● Do this
Repeat word for word the lines of the items below, starting at the line containing "indicate the calm sea water with a point" and running through the last line of the items, both ends included. Give only those lines.

● Data section
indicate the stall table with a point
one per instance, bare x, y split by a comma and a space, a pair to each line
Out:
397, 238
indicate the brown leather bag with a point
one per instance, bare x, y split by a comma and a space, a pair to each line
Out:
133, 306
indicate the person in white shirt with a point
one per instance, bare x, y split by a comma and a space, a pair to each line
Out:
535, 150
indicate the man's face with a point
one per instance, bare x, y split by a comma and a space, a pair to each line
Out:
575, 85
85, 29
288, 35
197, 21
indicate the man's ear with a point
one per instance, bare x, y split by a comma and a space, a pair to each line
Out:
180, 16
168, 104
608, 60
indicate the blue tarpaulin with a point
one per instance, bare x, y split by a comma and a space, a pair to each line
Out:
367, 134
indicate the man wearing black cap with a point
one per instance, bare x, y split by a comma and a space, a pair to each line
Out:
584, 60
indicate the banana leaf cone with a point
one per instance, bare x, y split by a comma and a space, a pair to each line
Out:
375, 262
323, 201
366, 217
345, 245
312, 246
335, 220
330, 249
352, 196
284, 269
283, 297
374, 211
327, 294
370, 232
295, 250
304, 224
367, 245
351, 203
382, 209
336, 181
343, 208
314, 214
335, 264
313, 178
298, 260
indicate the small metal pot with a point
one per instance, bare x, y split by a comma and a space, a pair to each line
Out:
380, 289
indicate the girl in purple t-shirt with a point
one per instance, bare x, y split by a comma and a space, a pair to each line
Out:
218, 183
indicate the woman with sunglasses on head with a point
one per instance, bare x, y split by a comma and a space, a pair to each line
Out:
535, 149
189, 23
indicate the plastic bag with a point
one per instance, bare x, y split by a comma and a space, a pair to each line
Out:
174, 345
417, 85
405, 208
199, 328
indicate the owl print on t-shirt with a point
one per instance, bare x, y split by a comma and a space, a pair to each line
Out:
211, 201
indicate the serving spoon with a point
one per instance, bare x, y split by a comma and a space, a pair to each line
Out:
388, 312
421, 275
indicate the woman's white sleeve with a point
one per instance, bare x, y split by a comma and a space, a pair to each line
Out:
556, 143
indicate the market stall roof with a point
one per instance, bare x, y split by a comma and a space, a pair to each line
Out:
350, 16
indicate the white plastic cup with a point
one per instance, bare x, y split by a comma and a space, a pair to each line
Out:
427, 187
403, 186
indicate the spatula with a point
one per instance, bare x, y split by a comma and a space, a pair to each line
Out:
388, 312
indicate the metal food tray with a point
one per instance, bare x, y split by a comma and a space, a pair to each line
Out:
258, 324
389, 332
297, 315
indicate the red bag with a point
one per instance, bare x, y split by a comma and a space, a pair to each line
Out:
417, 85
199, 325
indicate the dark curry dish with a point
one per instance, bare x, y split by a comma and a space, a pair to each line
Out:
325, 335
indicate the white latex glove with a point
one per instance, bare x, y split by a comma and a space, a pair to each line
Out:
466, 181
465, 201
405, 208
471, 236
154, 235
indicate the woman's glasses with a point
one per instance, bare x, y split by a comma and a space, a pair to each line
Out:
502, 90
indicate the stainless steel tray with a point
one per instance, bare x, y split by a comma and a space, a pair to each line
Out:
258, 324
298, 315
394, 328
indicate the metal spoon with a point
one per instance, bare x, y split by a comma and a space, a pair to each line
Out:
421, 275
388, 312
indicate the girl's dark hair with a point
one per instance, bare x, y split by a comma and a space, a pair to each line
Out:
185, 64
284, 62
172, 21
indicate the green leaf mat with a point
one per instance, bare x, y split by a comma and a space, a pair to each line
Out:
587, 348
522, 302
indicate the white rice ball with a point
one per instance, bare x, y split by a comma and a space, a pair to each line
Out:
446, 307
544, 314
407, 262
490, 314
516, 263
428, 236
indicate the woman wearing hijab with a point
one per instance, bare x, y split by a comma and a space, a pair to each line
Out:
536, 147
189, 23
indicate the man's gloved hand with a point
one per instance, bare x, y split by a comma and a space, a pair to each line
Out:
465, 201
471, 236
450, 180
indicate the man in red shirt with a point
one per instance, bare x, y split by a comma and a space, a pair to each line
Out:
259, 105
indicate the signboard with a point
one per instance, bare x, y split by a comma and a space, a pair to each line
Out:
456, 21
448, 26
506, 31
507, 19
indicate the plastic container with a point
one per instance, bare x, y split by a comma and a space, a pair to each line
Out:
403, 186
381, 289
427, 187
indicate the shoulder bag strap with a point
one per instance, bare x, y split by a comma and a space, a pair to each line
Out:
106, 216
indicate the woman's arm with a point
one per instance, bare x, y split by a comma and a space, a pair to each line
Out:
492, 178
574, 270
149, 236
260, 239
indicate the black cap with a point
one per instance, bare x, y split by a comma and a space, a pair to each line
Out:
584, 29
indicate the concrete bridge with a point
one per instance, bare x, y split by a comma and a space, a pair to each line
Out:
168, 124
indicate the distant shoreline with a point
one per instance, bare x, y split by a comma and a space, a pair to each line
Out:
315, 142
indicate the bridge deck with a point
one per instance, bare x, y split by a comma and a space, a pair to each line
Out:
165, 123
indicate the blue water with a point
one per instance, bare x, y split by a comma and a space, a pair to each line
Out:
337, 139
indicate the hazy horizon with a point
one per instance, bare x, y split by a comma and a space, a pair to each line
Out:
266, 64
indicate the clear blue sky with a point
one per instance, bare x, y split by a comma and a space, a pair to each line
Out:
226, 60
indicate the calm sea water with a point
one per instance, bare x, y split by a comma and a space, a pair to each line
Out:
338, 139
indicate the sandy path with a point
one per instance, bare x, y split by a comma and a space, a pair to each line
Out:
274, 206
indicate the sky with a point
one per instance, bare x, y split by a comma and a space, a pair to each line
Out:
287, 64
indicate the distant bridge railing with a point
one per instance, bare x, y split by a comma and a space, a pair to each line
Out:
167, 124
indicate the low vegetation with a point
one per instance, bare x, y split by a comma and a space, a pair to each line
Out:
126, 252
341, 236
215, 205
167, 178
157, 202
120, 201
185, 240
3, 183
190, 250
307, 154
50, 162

● Response
indicate the calm sea water with a point
one per instance, bare x, y split by a comma and a space, a pair to each line
Out:
338, 139
indicate the sandy path with a point
one per instance, bare x, y split by a comma and a space, a pair to each line
Out:
274, 206
indicate the sky with a point
one per instance, bare x, y split by a comma and a space, a pair to each line
Out:
287, 64
indicate the distant bridge railing with a point
one per instance, bare x, y split by a comma and a space, a pair to each line
Out:
167, 124
indicate the low vegetation with a point
one per instance, bare x, y split by a comma and a space, a pair to each line
Out:
126, 252
341, 236
215, 205
167, 178
157, 202
120, 201
185, 240
3, 183
190, 250
307, 154
50, 162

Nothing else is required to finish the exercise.